## What you are asked to do
Scan the data, and whenever a line contains "starfish", copy it.

## Natural-language object grounding data
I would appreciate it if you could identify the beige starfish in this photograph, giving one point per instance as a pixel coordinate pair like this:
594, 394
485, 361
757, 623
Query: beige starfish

## Written response
I would appreciate it if you could identify the beige starfish in this photograph, giving one point per instance as a pixel coordinate pair like this:
Query: beige starfish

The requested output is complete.